Task instructions: Please rewrite the lines between the one holding "out the black" and the one holding "[(255, 251)]", inclusive, substituting "single point" for "single dot" and leaving everything else unchanged.

Data for this exercise:

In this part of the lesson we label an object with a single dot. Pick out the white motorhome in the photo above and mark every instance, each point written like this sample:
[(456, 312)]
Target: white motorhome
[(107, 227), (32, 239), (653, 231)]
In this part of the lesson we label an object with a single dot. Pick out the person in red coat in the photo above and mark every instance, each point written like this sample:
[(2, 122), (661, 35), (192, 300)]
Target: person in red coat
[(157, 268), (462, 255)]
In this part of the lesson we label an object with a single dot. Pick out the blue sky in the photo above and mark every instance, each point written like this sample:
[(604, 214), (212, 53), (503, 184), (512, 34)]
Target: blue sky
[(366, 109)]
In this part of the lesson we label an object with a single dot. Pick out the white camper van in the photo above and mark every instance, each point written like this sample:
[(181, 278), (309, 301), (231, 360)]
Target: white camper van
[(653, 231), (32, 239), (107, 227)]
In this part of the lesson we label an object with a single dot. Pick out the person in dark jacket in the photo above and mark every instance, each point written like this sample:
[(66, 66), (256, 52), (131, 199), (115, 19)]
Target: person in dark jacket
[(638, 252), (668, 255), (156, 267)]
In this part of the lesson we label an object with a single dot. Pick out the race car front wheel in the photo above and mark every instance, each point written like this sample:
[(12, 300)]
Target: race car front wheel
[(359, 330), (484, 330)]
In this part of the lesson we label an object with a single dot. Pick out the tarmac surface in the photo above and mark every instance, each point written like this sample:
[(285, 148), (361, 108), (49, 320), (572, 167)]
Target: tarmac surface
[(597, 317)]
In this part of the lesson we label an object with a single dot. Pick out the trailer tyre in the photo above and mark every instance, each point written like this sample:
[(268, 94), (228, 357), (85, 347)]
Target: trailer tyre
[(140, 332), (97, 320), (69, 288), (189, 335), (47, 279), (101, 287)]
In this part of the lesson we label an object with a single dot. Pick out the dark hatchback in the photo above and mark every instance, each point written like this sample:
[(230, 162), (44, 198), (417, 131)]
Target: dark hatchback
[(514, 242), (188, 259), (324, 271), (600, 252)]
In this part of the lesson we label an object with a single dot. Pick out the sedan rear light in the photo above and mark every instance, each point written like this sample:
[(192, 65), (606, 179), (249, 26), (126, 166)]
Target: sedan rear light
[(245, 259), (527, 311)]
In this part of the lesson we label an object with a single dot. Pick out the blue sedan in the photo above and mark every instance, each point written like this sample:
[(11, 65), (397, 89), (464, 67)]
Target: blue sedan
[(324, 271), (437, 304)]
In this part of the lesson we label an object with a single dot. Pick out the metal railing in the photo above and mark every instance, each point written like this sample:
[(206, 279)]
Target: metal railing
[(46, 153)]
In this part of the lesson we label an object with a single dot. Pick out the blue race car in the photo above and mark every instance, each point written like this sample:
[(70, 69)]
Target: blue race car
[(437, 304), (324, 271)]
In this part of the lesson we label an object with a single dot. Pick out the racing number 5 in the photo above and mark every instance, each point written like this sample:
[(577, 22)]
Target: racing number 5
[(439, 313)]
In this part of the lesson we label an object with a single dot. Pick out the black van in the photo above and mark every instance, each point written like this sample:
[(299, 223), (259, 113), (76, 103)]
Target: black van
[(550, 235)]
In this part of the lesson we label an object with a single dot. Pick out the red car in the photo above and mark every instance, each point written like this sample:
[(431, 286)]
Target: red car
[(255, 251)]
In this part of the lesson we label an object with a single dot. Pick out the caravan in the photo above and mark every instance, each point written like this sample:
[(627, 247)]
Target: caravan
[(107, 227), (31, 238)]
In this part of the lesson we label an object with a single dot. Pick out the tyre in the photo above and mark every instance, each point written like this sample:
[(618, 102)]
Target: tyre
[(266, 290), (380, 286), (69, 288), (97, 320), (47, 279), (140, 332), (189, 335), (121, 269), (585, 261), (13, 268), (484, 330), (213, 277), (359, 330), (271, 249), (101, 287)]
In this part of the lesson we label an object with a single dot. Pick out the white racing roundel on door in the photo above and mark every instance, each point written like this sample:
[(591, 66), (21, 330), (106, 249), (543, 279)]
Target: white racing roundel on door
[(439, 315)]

Output for this exercise:
In this part of the lesson we label an object with a single point. Pick out the black van in the photo above and mark every instance, each point written like this sample:
[(299, 223), (259, 113), (76, 103)]
Target: black van
[(550, 235)]
In this part of the lesson we label an object with a single point. Pick out the red car in the photo above and mark every instance, each point written like this sample:
[(431, 286)]
Target: red car
[(255, 251)]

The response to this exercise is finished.